**Selected extract**
The alternative Beijing tourist guide

Beijingers and tourists alike can check out these less-seen sights

Done with swamped tourist traps? Check out these alternative things to do in Beijing, great for both savvy tourists and Beijingers alike.

Ancient architecture


temple of successive dynasties
Temple of Successive Dynasties

If you like The Forbidden City
Constructed from 1406 through 1420 during the Ming Dynasty, the Forbidden City – the world’s largest walled palace – served as China’s imperial palace until the end of the Qing Dynasty in 1912, housing a total of 24 emperors. A Unesco World Heritage Site and the home of the Palace Museum, the (not-so) Forbidden City now opens its gilded gates for anything up to 80,000 tourists per day. Open 8.30am-5pm daily (peak season). 40-60RMB. Subway station: Tiananmen East or Tiananmen West.

Try Working People's Cultural Palace
Break away from the masses heading to the Forbidden City and duck off east at the Working People’s Cultural Palace. Despite its prime location between Tiananmen Square and the Forbidden City, this palace park remains largely unexplored by tourists ticking the Beijing landmarks off their bucket lists. Designed in the same style as the rest of the Forbidden City, the Workers Cultural Palace – originally the 'Royal Ancestral Temple' before it was renamed by Mao – was an important place of worship for emperors. Now a tranquil space away from the madding crowds, it’s a great spot to get the Forbidden City-feel, but with smaller halls, cheaper entry and more space to breathe. Open 6.30am-7.30pm daily. 2RMB. Subway station: Tiananmen East.

Try Temple of Successive Dynasties
Originally built in 1530, the Temple of Successive Dynasties (Lidai Diwang Miao), was used by rulers of the Ming and Qing dynasties to offer sacrifices to past emperors and, later, to hold a memorial service for Republic of China leader Sun Yat-sen. Unfolding across a 21,500sqm perimeter, the grand buildings are touted for their architectural likeness to the Forbidden City, even featuring the same yellow-gold bricks used to pave the floor in the main hall. Despite the fact that this mini Forbidden City opened to tourists in 2004 after a lengthy restoration project, it’s never really made its way on to the typical tourist hit list. While there’s no English audio tour to help you navigate the halls, info tablets explaining the roles and achievements of the honoured emperors are available in the East Annex Hall. 131 Fuchengmennei Daijie.Open 9am-4.30pm Wed-Sun. 20RMB. Subway station: Xisi.

**Extracted records**

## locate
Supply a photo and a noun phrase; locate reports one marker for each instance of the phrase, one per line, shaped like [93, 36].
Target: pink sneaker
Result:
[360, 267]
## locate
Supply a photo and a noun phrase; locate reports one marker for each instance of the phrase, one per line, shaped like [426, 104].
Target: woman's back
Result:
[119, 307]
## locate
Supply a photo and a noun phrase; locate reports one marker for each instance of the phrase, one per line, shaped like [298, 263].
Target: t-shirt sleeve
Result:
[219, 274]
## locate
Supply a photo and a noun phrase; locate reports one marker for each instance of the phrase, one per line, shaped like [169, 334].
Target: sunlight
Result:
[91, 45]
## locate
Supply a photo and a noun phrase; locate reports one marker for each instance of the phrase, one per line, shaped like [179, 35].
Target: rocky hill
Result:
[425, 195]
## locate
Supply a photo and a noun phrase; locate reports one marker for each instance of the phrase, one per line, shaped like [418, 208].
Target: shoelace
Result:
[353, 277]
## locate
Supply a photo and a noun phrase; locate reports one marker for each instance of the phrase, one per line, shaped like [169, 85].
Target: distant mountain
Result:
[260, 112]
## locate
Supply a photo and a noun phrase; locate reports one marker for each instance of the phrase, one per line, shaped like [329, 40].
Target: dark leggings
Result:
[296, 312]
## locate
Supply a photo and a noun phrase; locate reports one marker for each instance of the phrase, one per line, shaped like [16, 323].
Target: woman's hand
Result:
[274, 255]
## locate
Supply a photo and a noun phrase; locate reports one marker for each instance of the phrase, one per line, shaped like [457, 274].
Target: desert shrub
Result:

**What is asked**
Duplicate the part of the Beijing guide between "Ancient architecture" and "or Tiananmen West.", inclusive. The records play no part in what comes next.

**Full solution**
Ancient architecture


temple of successive dynasties
Temple of Successive Dynasties

If you like The Forbidden City
Constructed from 1406 through 1420 during the Ming Dynasty, the Forbidden City – the world’s largest walled palace – served as China’s imperial palace until the end of the Qing Dynasty in 1912, housing a total of 24 emperors. A Unesco World Heritage Site and the home of the Palace Museum, the (not-so) Forbidden City now opens its gilded gates for anything up to 80,000 tourists per day. Open 8.30am-5pm daily (peak season). 40-60RMB. Subway station: Tiananmen East or Tiananmen West.